# Your instructions
The expected response is a copy of every line in the entries below that includes the word "annotate".

Region pointing data

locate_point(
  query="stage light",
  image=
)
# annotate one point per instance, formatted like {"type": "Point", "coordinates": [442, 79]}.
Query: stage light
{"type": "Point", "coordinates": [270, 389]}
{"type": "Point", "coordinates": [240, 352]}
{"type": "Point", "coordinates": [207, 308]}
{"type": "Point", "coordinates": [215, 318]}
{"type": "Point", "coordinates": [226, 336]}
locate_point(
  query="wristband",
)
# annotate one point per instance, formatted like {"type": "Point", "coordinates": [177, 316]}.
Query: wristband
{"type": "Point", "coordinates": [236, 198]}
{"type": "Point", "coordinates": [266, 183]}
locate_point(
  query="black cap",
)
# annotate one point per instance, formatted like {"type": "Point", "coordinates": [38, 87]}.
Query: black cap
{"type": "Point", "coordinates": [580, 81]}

--

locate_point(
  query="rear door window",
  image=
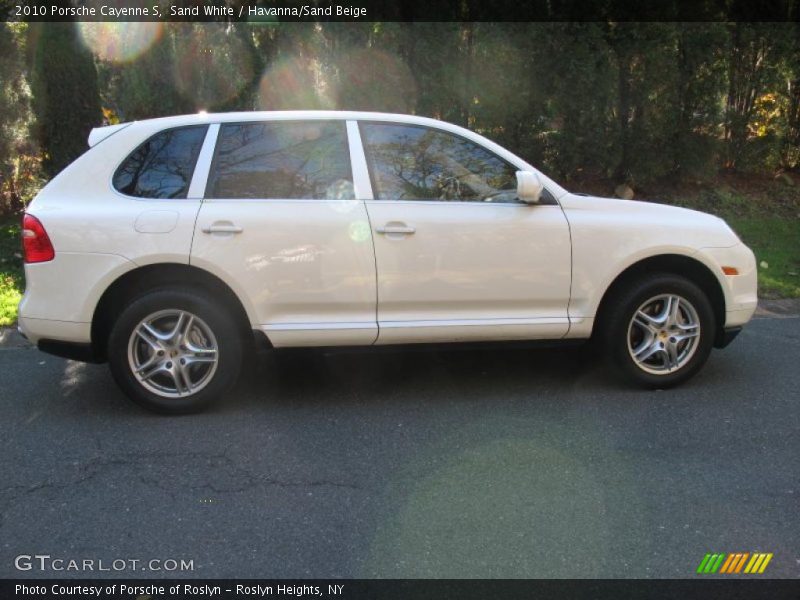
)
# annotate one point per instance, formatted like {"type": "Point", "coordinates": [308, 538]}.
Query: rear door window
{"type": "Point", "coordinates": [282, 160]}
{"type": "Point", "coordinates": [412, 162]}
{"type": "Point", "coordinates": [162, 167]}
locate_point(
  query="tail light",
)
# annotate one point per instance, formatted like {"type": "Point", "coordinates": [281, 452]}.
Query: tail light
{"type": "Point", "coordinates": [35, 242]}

# Result of this exercise
# annotate one point per instance, formatted like {"type": "Point", "coordinates": [442, 79]}.
# annotate one point per instance, formatted like {"type": "Point", "coordinates": [177, 316]}.
# annotate one point per instance, formatted like {"type": "Point", "coordinates": [38, 87]}.
# annotate one point per instance, formatted like {"type": "Point", "coordinates": [308, 538]}.
# annotate one point per instance, formatted like {"type": "Point", "coordinates": [281, 452]}.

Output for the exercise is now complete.